* **Do this**
Rewrite the stretch from the line containing "the woman's neck" through the end of the records, requests included. Scale every point coordinate in the answers by 0.3 and round each to a whole number, with halves rounding up.
— Begin Task data —
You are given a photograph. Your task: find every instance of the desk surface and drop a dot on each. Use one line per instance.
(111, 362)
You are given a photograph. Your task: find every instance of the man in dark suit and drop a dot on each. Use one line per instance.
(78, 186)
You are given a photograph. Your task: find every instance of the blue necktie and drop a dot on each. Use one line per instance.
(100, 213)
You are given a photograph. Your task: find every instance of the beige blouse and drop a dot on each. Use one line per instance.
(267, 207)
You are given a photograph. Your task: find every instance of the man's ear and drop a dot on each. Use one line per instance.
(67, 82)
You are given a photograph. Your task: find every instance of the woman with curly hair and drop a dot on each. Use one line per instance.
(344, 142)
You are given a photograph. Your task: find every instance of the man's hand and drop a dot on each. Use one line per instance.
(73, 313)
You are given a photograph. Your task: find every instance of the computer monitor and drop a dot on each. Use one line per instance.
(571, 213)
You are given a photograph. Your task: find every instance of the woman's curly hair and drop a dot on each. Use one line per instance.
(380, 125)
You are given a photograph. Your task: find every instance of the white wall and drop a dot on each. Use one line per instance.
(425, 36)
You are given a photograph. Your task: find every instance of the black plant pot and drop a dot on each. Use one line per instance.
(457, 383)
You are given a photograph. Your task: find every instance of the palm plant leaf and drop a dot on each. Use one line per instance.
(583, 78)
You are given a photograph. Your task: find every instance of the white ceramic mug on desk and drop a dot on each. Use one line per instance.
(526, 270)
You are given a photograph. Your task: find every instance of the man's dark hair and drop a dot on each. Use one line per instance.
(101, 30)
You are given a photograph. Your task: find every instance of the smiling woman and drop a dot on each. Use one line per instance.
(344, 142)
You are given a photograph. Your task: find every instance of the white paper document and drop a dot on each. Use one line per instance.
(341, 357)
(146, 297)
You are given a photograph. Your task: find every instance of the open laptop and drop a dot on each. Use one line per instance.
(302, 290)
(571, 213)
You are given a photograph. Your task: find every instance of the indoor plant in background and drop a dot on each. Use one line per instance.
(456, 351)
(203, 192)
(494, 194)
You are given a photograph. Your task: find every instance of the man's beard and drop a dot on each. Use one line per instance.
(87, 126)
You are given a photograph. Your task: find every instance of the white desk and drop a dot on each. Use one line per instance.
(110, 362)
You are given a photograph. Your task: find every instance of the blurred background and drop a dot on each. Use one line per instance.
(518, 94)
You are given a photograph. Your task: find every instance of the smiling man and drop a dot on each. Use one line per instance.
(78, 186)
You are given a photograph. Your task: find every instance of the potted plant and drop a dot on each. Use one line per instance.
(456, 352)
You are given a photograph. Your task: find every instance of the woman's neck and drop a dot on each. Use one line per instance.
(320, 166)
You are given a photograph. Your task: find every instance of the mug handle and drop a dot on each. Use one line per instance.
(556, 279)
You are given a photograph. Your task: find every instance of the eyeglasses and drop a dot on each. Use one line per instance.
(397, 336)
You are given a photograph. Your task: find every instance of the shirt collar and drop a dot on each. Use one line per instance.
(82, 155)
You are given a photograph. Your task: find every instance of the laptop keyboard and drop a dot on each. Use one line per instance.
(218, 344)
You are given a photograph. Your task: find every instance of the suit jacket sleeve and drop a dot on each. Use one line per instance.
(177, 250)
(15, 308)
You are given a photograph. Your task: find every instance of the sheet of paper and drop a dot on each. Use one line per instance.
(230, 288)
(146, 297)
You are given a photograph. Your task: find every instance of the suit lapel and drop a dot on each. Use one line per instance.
— End Task data —
* **Result of the task**
You are given a photograph. Your task: find every instance of the woman's neck and drop a dot on each. Use one line per instance.
(96, 50)
You are given a photograph. Your task: find every instance of the mug handle and drop a dot on each. Use one line per instance.
(167, 84)
You are given a photograph. Your task: find every instance of the eyeglasses and drop a dot on each. Use one line per instance.
(119, 101)
You are given a photograph. Your task: find every instance of the shirt collar and drop a dot on each. Use one line per instance.
(25, 47)
You are given a photograph. Your task: find every instance of the laptop keyboard and drop a dot on each. Use one line per instance.
(65, 103)
You are given a photograph. Your task: find every instance of the suit jacket sleeve and drop a dot on each. Use one line per instance.
(53, 75)
(5, 92)
You are given a photograph. Your task: find every instance of the sheet of paper and drop a dot on each. Use one line per instance.
(69, 86)
(44, 89)
You are given a photograph. Your task: find every instance of the suit lapel and drop a dot on each. Use one line per instance.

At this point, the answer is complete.